begin Exercise material
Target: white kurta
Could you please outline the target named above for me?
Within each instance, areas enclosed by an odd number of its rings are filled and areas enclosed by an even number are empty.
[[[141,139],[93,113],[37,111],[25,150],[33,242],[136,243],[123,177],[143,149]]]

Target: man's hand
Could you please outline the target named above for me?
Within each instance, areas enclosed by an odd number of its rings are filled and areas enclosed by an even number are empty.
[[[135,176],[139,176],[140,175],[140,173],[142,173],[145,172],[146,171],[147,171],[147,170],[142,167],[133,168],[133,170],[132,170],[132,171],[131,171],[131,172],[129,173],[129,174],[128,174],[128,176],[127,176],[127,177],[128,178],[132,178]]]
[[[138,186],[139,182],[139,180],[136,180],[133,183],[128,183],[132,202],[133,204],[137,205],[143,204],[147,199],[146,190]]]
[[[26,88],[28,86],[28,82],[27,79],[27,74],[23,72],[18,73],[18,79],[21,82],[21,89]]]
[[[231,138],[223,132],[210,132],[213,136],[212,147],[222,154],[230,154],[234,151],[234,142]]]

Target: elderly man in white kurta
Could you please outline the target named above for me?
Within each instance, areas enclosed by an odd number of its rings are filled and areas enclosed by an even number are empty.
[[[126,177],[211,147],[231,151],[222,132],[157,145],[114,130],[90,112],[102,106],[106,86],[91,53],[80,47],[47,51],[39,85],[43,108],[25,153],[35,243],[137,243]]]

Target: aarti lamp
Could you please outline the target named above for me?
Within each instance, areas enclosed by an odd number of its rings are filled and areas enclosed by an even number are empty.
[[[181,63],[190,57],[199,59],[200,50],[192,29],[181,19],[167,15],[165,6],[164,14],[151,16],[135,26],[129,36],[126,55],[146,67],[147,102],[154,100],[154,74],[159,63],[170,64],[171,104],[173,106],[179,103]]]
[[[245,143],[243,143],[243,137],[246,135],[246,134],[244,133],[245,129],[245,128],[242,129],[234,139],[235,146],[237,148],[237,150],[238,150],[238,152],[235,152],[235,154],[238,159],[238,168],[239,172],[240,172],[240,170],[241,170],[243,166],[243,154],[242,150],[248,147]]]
end Exercise material
The task:
Reproduce every line of the data above, changing nothing.

Written response:
Target: white kurta
Could you please outline the target named above for me?
Within each instance, areas enclosed by an odd number of its rings are filled and areas enclosed by an even number are empty.
[[[141,139],[93,113],[37,111],[25,150],[33,242],[136,243],[123,177],[143,149]]]

Target: man's hand
Could you please outline the target named above for me?
Within each instance, areas enclosed by an odd number of its rings are filled and areas enclosed by an even number are empty.
[[[135,176],[139,176],[140,175],[140,173],[142,173],[145,172],[146,171],[147,171],[147,170],[142,167],[133,168],[133,170],[132,170],[132,171],[131,171],[131,172],[129,173],[129,174],[128,174],[128,176],[127,176],[127,177],[128,178],[132,178]]]
[[[138,186],[139,182],[139,180],[136,180],[133,183],[128,183],[132,202],[133,204],[137,205],[143,204],[147,199],[146,190]]]
[[[26,88],[28,86],[28,82],[27,79],[27,74],[23,72],[18,73],[18,79],[21,82],[21,89]]]
[[[231,138],[223,132],[210,132],[213,136],[212,147],[222,154],[230,154],[234,151],[234,142]]]

Target: elderly man in white kurta
Could you please outline the target named above for me?
Within each instance, areas enclosed by an odd number of its rings are filled and areas enclosed by an even number are empty.
[[[126,177],[211,147],[231,151],[222,132],[157,145],[114,130],[90,112],[102,106],[106,86],[91,53],[80,47],[47,51],[39,85],[43,108],[25,153],[35,243],[137,243]]]

Target: aarti lamp
Could you please outline the target named above for me?
Within each instance, areas enclosed by an odd number of its rings are filled and areas enclosed by an even number are empty.
[[[181,63],[190,57],[199,59],[200,50],[192,29],[181,19],[167,15],[165,6],[164,14],[151,16],[135,26],[129,36],[126,55],[146,67],[147,102],[154,100],[154,74],[159,63],[170,64],[171,104],[173,106],[179,103]]]
[[[245,143],[243,143],[243,137],[246,135],[246,134],[244,133],[245,129],[245,128],[242,129],[234,139],[235,146],[237,148],[237,150],[238,150],[238,152],[235,152],[235,154],[238,159],[238,168],[239,172],[240,172],[240,170],[241,170],[243,166],[243,154],[242,150],[248,147]]]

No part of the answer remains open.